[Point annotation dataset records]

───

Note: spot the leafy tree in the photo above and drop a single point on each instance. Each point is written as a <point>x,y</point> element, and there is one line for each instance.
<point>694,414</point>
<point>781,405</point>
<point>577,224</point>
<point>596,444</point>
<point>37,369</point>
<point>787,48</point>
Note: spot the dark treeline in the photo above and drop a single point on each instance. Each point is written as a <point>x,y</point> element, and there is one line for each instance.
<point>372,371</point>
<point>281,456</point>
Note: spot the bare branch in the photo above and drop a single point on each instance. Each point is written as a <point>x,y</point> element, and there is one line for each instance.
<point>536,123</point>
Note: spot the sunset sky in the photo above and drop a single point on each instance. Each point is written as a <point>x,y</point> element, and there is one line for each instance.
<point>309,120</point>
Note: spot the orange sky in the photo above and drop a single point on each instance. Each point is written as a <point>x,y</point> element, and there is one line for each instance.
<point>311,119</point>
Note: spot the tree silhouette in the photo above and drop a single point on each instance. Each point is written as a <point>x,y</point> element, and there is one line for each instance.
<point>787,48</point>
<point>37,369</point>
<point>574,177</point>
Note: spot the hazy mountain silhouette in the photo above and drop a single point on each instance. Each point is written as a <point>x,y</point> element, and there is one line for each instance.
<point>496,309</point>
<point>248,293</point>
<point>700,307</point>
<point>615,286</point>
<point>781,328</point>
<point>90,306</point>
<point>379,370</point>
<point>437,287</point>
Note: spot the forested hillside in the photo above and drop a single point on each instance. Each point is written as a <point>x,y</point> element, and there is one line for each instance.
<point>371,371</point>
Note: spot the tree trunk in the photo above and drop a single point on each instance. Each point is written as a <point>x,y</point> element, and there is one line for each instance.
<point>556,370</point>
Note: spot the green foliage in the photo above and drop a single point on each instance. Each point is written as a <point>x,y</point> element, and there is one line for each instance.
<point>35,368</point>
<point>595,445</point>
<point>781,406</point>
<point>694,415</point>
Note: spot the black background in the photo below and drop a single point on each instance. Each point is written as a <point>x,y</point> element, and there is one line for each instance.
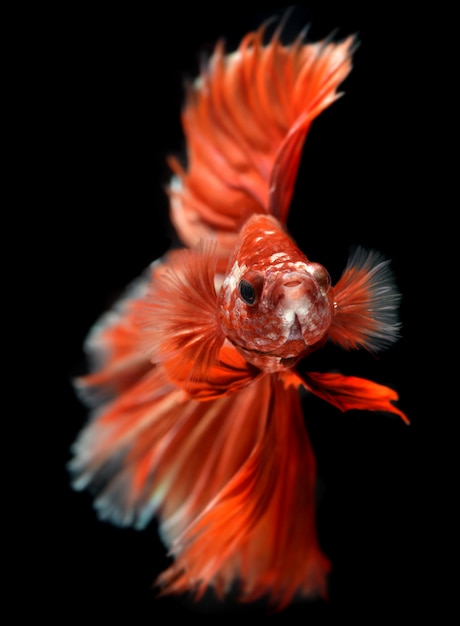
<point>111,84</point>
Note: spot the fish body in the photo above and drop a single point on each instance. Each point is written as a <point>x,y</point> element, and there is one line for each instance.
<point>195,374</point>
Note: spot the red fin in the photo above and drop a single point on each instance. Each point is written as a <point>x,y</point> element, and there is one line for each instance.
<point>259,530</point>
<point>366,304</point>
<point>350,392</point>
<point>179,319</point>
<point>114,347</point>
<point>156,451</point>
<point>245,121</point>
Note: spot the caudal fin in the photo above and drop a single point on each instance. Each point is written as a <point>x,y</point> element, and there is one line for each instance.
<point>245,121</point>
<point>366,304</point>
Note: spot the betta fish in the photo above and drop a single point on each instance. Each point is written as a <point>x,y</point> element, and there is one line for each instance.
<point>195,374</point>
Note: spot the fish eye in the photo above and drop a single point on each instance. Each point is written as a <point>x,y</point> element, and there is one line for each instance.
<point>247,292</point>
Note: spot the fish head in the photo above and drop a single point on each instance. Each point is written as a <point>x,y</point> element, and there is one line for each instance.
<point>274,305</point>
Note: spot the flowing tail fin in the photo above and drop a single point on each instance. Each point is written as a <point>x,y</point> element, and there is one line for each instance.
<point>366,304</point>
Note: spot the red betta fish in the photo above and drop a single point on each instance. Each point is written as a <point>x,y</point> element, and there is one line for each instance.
<point>196,373</point>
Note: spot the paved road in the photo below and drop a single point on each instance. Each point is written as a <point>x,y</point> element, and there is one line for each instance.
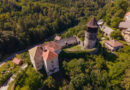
<point>6,84</point>
<point>19,52</point>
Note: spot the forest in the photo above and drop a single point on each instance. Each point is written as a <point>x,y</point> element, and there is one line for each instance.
<point>27,22</point>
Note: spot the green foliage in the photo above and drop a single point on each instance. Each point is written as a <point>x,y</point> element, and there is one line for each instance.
<point>114,12</point>
<point>50,82</point>
<point>116,35</point>
<point>6,71</point>
<point>28,79</point>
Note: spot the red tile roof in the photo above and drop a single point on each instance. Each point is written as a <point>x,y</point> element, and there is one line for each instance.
<point>49,55</point>
<point>57,37</point>
<point>17,61</point>
<point>92,23</point>
<point>114,43</point>
<point>128,13</point>
<point>52,46</point>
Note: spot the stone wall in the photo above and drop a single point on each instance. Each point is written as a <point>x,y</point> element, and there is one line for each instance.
<point>90,40</point>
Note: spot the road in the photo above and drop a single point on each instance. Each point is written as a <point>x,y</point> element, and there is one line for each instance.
<point>6,84</point>
<point>19,52</point>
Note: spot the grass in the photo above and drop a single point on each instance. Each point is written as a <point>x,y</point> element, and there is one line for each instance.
<point>6,70</point>
<point>78,48</point>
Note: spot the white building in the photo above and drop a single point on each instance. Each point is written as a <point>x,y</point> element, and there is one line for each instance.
<point>46,55</point>
<point>127,17</point>
<point>106,30</point>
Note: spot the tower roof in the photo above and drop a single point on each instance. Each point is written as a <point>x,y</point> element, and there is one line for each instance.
<point>92,23</point>
<point>49,55</point>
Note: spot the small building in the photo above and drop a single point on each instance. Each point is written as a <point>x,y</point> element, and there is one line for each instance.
<point>17,61</point>
<point>100,22</point>
<point>46,55</point>
<point>67,42</point>
<point>57,38</point>
<point>91,34</point>
<point>51,62</point>
<point>124,25</point>
<point>126,35</point>
<point>107,31</point>
<point>113,45</point>
<point>125,30</point>
<point>127,17</point>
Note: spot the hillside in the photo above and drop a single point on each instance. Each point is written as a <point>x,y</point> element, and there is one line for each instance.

───

EXERCISE TASK: Switch "drop" to "place" in every line of the material and write all the lines out again with nothing else changed. Leave the pictures out of your answer.

THE ANSWER:
Note: spot the leafy tree in the photo above and place a single point on each instance. Each point is written as a <point>x,y</point> element, and there is one line for each instance.
<point>694,414</point>
<point>781,405</point>
<point>577,224</point>
<point>596,444</point>
<point>37,369</point>
<point>787,48</point>
Note: spot the dark treeline in the photo above and place a single point on each instance. Each point is written as a <point>x,y</point> element, and there is one line for each instance.
<point>372,371</point>
<point>281,456</point>
Note: spot the bare branch in the photo above and place a single point on each instance. Each point is written as a <point>x,y</point> element, and there is one line for each instance.
<point>536,123</point>
Note: spot the sunset sky in the photo above and place a single point on each instance. Each point is written as a <point>x,y</point> element, and there is one line for each instance.
<point>309,120</point>
Note: spot the orange sky in the photo above and place a single point on each instance. Each point is written as a <point>x,y</point> element, and there is one line for each instance.
<point>311,119</point>
Note: spot the tree silhouette in the photo above and place a single point on each instance. Each point is written as a <point>x,y</point> element, and there is one line for each instance.
<point>787,48</point>
<point>37,369</point>
<point>574,177</point>
Note: spot the hazy mountain silhouette in the photo above and place a single point on each instance. Each point is written as a <point>x,y</point> element, and there is one line for each instance.
<point>496,309</point>
<point>248,293</point>
<point>700,307</point>
<point>615,286</point>
<point>781,328</point>
<point>90,306</point>
<point>379,370</point>
<point>437,287</point>
Note: spot the forested hillside in the photo above and place a single point on each instance. Each point is written as a <point>x,y</point> element, and there is one line for each instance.
<point>371,371</point>
Note: spot the tree trunk in the photo above and place a single point on each instance. Each point is written as a <point>x,y</point> element, and there is one line for each instance.
<point>556,370</point>
Note: spot the green foliage in the photo above and place a single point on each instance. Each point is written as a <point>x,y</point> element, and there is one line for each instance.
<point>35,368</point>
<point>595,445</point>
<point>781,406</point>
<point>694,415</point>
Note: spot the black background in the photo below and place a single point on each instance. Each point is written as a <point>x,y</point> element, and there is one line for each instance.
<point>111,84</point>
Note: spot the fish body in the photo above and place a single point on each instance. Each point is written as a <point>x,y</point> element, and there is one line for each instance.
<point>195,374</point>
Note: spot the red fin in the photo above and place a single point on each instance. Each point is written as a <point>x,y</point> element, and there is one line for each instance.
<point>259,530</point>
<point>366,304</point>
<point>350,392</point>
<point>179,319</point>
<point>114,347</point>
<point>156,451</point>
<point>245,121</point>
Note: spot the caudal fin in the photo above and place a single point on each instance. Each point is written as a <point>x,y</point> element, and there is one line for each instance.
<point>245,121</point>
<point>366,304</point>
Note: spot the betta fish in the photo above and place a single point on each instance. Each point is written as a <point>x,y</point> element, and there is one line for each instance.
<point>195,374</point>
Note: spot the fish eye in the photo above and place a single point on each instance. Each point is written as a <point>x,y</point> element, and there is one line for each instance.
<point>247,292</point>
Note: spot the fish head in the photo above and place a single point on each instance. Each point is written as a <point>x,y</point> element, and there is one line for each instance.
<point>274,305</point>
Note: spot the flowing tail fin in the photo above and place a single point on each instance. Each point is written as a <point>x,y</point> element, and there is one line for each instance.
<point>366,304</point>
Note: spot the red betta fish in the photo above and place a single point on each instance. Each point is written as a <point>x,y</point> element, and there is one line for each instance.
<point>196,373</point>
Note: spot the paved road in the photo below and place a single point on each instance. Each point is written as a <point>x,y</point> element, and there is one line for each instance.
<point>6,84</point>
<point>19,52</point>
Note: spot the forest in the photo above and place a single point on each instance. Each point is written as a <point>x,y</point> element, and there is one line for each instance.
<point>27,22</point>
Note: spot the green foliage in the photo above and place a single point on each instance. Each point is written as a <point>x,y</point> element, and there is one line for each instance.
<point>114,12</point>
<point>50,82</point>
<point>116,35</point>
<point>6,71</point>
<point>28,79</point>
Note: spot the red tile roof in the photo above and place a single point on each instance. Each point is written as a <point>x,y</point> element, and there is one line for each instance.
<point>49,55</point>
<point>57,37</point>
<point>17,61</point>
<point>92,23</point>
<point>114,43</point>
<point>128,13</point>
<point>52,46</point>
Note: spot the stone wall in the photo above and place a single point on each instance. Each point is written as a <point>x,y</point> element, and there is one line for each instance.
<point>90,40</point>
Note: spot the road in the photo above and place a single point on each instance. Each point is written as a <point>x,y</point> element, and there is one line for each instance.
<point>6,84</point>
<point>19,52</point>
Note: spot the grass in the photo above and place a single point on each instance. Each point is written as a <point>x,y</point> element, and there is one line for each instance.
<point>6,70</point>
<point>78,48</point>
Note: spot the white building in the photo above and place a single point on each instance. Each point is written as a <point>x,y</point> element, and there is one line for each instance.
<point>46,55</point>
<point>127,17</point>
<point>106,30</point>
Note: spot the tower roof in the photo above and place a single point on each instance. Each point is written as a <point>x,y</point> element, and there is one line for each instance.
<point>92,23</point>
<point>49,55</point>
Note: spot the small building in the photo above and place a single point on each instance. Each point is written as a <point>x,y</point> element, and there is one line for each instance.
<point>17,61</point>
<point>100,22</point>
<point>46,55</point>
<point>67,42</point>
<point>57,38</point>
<point>91,34</point>
<point>51,62</point>
<point>124,25</point>
<point>126,35</point>
<point>107,31</point>
<point>113,45</point>
<point>125,30</point>
<point>127,17</point>
Note: spot the hillside in the photo above and place a single point on each instance. Each point is written as a <point>x,y</point> element, and there is one line for each instance.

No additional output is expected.